(Dataset excerpts)
########

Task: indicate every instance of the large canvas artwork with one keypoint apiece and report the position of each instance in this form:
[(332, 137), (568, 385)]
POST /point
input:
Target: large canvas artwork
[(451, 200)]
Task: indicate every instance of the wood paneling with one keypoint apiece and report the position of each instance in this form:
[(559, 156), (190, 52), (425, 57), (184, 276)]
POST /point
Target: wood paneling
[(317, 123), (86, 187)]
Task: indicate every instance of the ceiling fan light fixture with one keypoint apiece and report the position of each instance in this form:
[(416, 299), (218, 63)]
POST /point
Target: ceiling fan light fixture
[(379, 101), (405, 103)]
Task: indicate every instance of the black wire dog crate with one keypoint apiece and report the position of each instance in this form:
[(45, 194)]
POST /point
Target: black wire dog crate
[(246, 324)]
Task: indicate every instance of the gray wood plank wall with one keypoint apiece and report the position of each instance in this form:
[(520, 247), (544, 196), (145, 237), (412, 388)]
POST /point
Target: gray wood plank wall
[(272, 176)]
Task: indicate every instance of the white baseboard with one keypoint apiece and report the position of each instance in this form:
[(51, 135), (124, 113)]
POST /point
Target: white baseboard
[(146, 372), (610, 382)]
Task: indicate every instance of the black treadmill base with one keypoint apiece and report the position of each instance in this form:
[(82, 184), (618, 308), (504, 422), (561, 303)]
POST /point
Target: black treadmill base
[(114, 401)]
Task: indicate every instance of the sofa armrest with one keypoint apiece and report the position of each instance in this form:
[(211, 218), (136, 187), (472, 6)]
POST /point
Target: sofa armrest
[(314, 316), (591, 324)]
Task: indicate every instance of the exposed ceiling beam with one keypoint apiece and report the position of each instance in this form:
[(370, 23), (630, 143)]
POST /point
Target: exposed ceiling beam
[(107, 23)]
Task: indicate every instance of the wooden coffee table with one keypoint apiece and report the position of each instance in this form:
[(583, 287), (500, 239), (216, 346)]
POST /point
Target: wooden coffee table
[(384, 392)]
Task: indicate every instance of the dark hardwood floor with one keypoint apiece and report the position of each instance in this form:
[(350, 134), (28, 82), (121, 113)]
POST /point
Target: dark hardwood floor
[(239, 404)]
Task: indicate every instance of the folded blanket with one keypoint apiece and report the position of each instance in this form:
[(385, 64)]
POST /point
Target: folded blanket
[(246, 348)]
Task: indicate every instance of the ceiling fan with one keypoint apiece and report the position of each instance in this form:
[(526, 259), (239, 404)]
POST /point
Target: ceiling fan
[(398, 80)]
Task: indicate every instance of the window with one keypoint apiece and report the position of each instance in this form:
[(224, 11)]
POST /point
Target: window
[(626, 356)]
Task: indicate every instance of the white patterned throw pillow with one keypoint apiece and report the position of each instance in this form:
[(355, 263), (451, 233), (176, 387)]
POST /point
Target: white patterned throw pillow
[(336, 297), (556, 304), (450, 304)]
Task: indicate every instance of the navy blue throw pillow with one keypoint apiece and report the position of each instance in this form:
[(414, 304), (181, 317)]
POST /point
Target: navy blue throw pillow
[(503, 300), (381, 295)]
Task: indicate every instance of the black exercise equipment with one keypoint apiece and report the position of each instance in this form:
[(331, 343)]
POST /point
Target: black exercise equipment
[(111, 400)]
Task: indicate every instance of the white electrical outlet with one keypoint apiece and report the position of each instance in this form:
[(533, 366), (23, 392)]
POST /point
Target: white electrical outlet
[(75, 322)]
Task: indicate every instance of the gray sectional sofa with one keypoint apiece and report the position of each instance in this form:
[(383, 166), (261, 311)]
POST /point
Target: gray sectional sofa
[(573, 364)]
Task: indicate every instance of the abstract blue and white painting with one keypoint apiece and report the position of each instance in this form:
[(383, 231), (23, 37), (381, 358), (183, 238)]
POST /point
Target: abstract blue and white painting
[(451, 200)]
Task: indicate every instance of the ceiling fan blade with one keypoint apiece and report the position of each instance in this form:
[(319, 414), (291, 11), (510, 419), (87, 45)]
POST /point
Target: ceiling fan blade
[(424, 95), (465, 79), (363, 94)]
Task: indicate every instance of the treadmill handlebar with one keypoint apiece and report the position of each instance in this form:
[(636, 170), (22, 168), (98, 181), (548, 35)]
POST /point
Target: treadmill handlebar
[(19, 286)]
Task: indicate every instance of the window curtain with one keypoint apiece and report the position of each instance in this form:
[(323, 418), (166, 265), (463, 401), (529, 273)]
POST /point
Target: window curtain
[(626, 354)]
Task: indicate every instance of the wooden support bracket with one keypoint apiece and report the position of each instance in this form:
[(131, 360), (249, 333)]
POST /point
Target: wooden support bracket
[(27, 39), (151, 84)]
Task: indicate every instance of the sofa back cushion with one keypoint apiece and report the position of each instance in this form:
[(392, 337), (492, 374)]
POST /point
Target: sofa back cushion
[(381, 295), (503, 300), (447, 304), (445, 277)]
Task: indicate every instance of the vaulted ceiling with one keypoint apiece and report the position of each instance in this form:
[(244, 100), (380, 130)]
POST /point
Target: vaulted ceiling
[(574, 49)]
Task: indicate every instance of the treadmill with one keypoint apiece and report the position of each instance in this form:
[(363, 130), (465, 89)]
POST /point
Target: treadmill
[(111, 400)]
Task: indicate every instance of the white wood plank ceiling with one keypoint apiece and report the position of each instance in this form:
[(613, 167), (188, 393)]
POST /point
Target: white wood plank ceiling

########

Exercise requirements:
Retype all of the data exactly, so that nothing differs from what is given.

Response area:
Task: indicate every instance of the large canvas artwork with one keypoint apiece and report the position of each instance in this form:
[(332, 137), (568, 385)]
POST /point
input:
Target: large canvas artwork
[(451, 200)]
Task: indicate every instance of the wood paneling with one keypoint apiece and report the position of each instance in this form:
[(559, 156), (190, 52), (425, 57), (184, 276)]
POST /point
Target: wood paneling
[(317, 123), (86, 187)]
Task: indicate every instance of the ceiling fan light fixture with one keypoint apiece and report the position of each instance in this form:
[(416, 299), (218, 63)]
POST /point
Target: ceiling fan light fixture
[(379, 101), (405, 103)]
Task: indicate every instance of the black wire dog crate with one keypoint apiece and report the position of each instance in this form:
[(45, 194)]
POST /point
Target: black wire dog crate
[(246, 324)]
Task: indicate every instance of the gray wood plank wall with one keypoint apiece and report the position of each instance in this form:
[(520, 247), (544, 196), (145, 237), (412, 388)]
POST /point
Target: gray wood plank wall
[(272, 176)]
Task: indicate every instance of the white baseboard with one keypoint apiece and report the position of each instance in this form:
[(51, 135), (124, 113)]
POST /point
Target: white baseboard
[(146, 372), (610, 382)]
Task: indicate every instance of the black treadmill base with one keypoint apiece and report the position of each instance in this form:
[(82, 184), (618, 308), (504, 422), (561, 303)]
POST /point
Target: black treadmill base
[(114, 401)]
Task: indicate every instance of the sofa armrest with one keypoint apiece and report the position of each instance in this form:
[(211, 218), (136, 187), (472, 6)]
POST /point
Target: sofa armrest
[(314, 316), (591, 324)]
Task: indicate every instance of the exposed ceiling beam with one keypoint apiece and report the position of each instance in this form:
[(370, 23), (630, 143)]
POST /point
Target: exposed ceiling beam
[(107, 23)]
Task: indicate every instance of the wooden coffee table with one keypoint apiece and report the position of each instance in this form:
[(583, 287), (500, 239), (216, 346)]
POST /point
Target: wooden coffee table
[(384, 392)]
Task: indicate every instance of the dark hardwood floor with one keypoint apiece and report the position of each instance in this form:
[(350, 134), (28, 82), (121, 113)]
POST /point
Target: dark hardwood floor
[(239, 404)]
Task: indicate every instance of the folded blanket with one keypoint apiece and report the position of each instance in this form:
[(385, 64)]
POST /point
Target: folded blanket
[(246, 348)]
Task: indicate every instance of the ceiling fan with one keypoint apiece and report the position of each instance in this form:
[(526, 259), (239, 404)]
POST /point
Target: ceiling fan
[(398, 80)]
Task: indicate every instance of the window with one keypoint apiece and report the position of each instance in this form:
[(224, 11)]
POST /point
Target: window
[(626, 356)]
Task: indicate every instance of the white patterned throw pillow with one keypoint apiece and report the position of each instance in this form:
[(355, 263), (451, 233), (176, 387)]
POST /point
Target: white patterned throw pillow
[(336, 297), (556, 304), (450, 304)]
Task: indicate every instance of the navy blue throw pillow with one keypoint apiece and report the position of each instance in this form:
[(414, 304), (181, 317)]
POST /point
Target: navy blue throw pillow
[(503, 300), (381, 295)]
Task: indicate every instance of the black exercise equipment with one keypoint apiece and report the position of each instance in this form:
[(331, 343)]
POST /point
Target: black exercise equipment
[(111, 400)]
Task: indicate every instance of the white electrical outlet with one keypoint apiece and report the position of each instance in this form:
[(533, 366), (23, 392)]
POST /point
Target: white electrical outlet
[(75, 322)]
Task: indicate every instance of the gray sectional sofa with one keypoint apiece and report the position of each instance in this form:
[(383, 166), (261, 311)]
POST /point
Target: gray sectional sofa
[(573, 364)]
Task: indicate every instance of the abstract blue and white painting with one keypoint apiece and report the position of each instance in this form:
[(383, 231), (23, 37), (381, 358), (183, 238)]
POST /point
Target: abstract blue and white painting
[(451, 200)]
Task: indicate every instance of the ceiling fan blade with one keypoint apiece and report the position of each instance in this form:
[(319, 414), (291, 11), (510, 419), (87, 45)]
POST /point
Target: ceiling fan blade
[(424, 95), (465, 79), (363, 94)]
Task: indicate every instance of the treadmill handlebar with one keypoint apiece and report the position of each instance in this form:
[(636, 170), (22, 168), (98, 181), (548, 35)]
POST /point
Target: treadmill handlebar
[(19, 286)]
Task: indicate every instance of the window curtain with one keypoint apiece and report the position of each instance in this form:
[(323, 418), (166, 265), (463, 401), (529, 273)]
POST /point
Target: window curtain
[(626, 354)]
Task: indicate every instance of the wooden support bracket with one keypoint apiece and report the position of each instance in this form:
[(131, 360), (249, 333)]
POST /point
Target: wooden support bracket
[(27, 39), (151, 84)]
Task: indicate every instance of the sofa back cushion with one keypoint apiece and report the position of each instance in this form:
[(392, 337), (492, 374)]
POST /point
Target: sofa back cushion
[(381, 295), (503, 300), (447, 304), (445, 277)]
Task: indicate every instance of the vaulted ceiling with one keypoint apiece and report the position of each instance in this form:
[(244, 100), (380, 130)]
POST /point
Target: vaulted ceiling
[(574, 49)]
Task: indicate every instance of the treadmill with one keypoint apiece and report the position of each instance in this form:
[(363, 130), (465, 89)]
POST /point
Target: treadmill
[(111, 400)]
Task: indicate every instance of the white wood plank ceiling with one keypoint apiece and report the position of each instance in this form:
[(613, 167), (188, 393)]
POST /point
Target: white wood plank ceiling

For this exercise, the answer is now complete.